### [Prompt]
Answer these questions using the forum thread about the E2 visa.
(a) For how long has Tff been living with the partner?
(b) Until what happens can the partner not sponsor Tff?
(c) Whom does Fatbrit suggest using to find the partner's wife?

### [Document passage]

# E2 Visa



## Tff (Nov 29, 2010)

Hi . Im a Brit on an E2 visa. 
I came out to Florida in 2004 on my own on an E2. 
I have since met my partner and we now want to marry. 

He is still married and has no contact with his wife. He and I cohabit and have done so for the last 2 years. He is trying hard to locate his wife to start the divorce proceedings 

My problem is I need to keep renewing this visa and it would help if we could marry. 
What are my options . Can we become engaged before his divorce, and can I change status ?


----------



## Fatbrit (May 8, 2008)

Tff said:


> Can we become engaged before his divorce, and can I change status ?


He cannot sponsor you until he's divorced.


----------



## Tff (Nov 29, 2010)

Fatbrit said:


> He cannot sponsor you until he's divorced.


Thank you for the quick response. 

Another question if you dont mind. If and when he finds her , how long typically does an American divorce take. We are in the state of Florida . 

Then when he has the divorce what do we need to do then. Will I need an attorney or is it something we can do ourselves ? 

Thank you for your help


----------



## Fatbrit (May 8, 2008)

Tff said:


> Thank you for the quick response.
> 
> Another question if you dont mind. If and when he finds her , how long typically does an American divorce take. We are in the state of Florida .
> 
> ...


As you say, divorce is a state issue so the procedures and times all vary. If he can't contact her to serve the summons, then this will increase the time required. It will not be enough to say she was not at the last known address -- you need to make a good faith effort to contact her. If there are no children, he manages to contact her and she agrees with the divorce, it could be as short as a few months. Anything else will take longer.

After the divorce, marry and you can file the papers straight after the ceremony. You can DIY with a little research provided you don't have any skeletons hiding in your closet:
* Have you ever been arrested for anything, anywhere?
* Do you suffer from a serious communicable disease?
* Do you suffer from a mental disorder?
* Have you ever broken the terms of any previous visit to the US?
* Do you any connections whatsoever with countries the US might consider as terrorist in nature?


----------



## twostep (Apr 3, 2008)

He will have to go through an attorney. If she cannot be located with reasonable effort the information will be posted to the public. There may be some issues with assets, debts, support payments ... Consumer Pamphlet: Divorce In Florida


----------



## Tff (Nov 29, 2010)

Luckily there where no children. Just a parting of the ways. 
I am very thankful for the advice so far, and if I may will be back for more help. 
First we need to find the wife.


----------



## twostep (Apr 3, 2008)

Tff said:


> Luckily there where no children. Just a parting of the ways.
> I am very thankful for the advice so far, and if I may will be back for more help.
> First we need to find the wife.


Not correct - he has show reasonable effort of locating her.


----------



## Fatbrit (May 8, 2008)

Tff said:


> Luckily there where no children. Just a parting of the ways.
> I am very thankful for the advice so far, and if I may will be back for more help.
> First we need to find the wife.


Use a private investigator.

If they find her, serve the papers.
If they don't find her, you have evidence of the good faith effort to locate her.


----------

### [Raw data]
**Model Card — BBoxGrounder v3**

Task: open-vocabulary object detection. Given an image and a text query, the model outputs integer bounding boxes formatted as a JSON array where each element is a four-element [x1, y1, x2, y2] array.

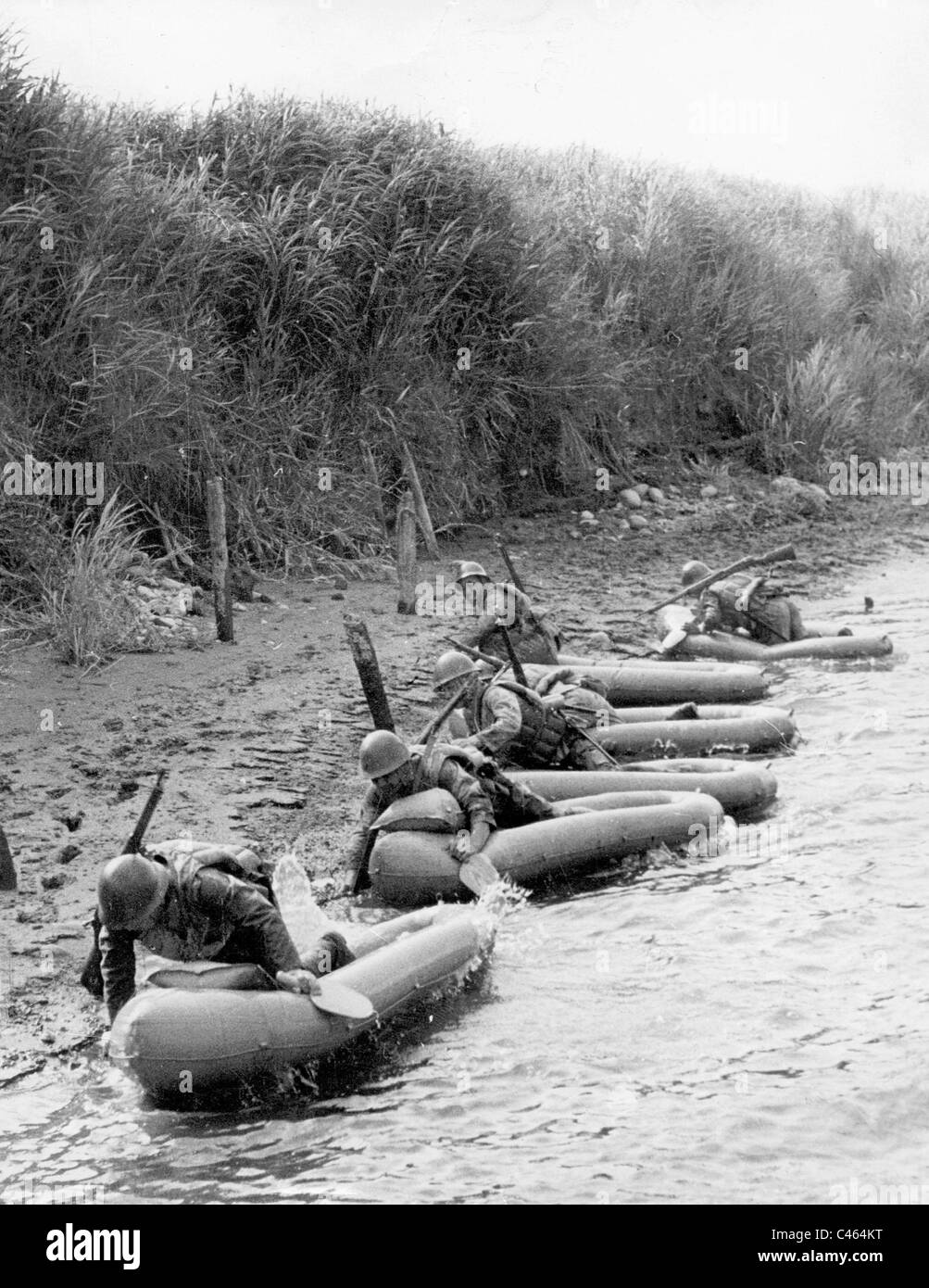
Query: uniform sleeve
[[100, 926, 135, 1024], [437, 760, 494, 828], [195, 871, 300, 979], [697, 586, 723, 631], [346, 785, 381, 872], [463, 684, 522, 756]]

### [Answer below]
(a) For the last 2 years.
(b) Until he's divorced.
(c) A private investigator.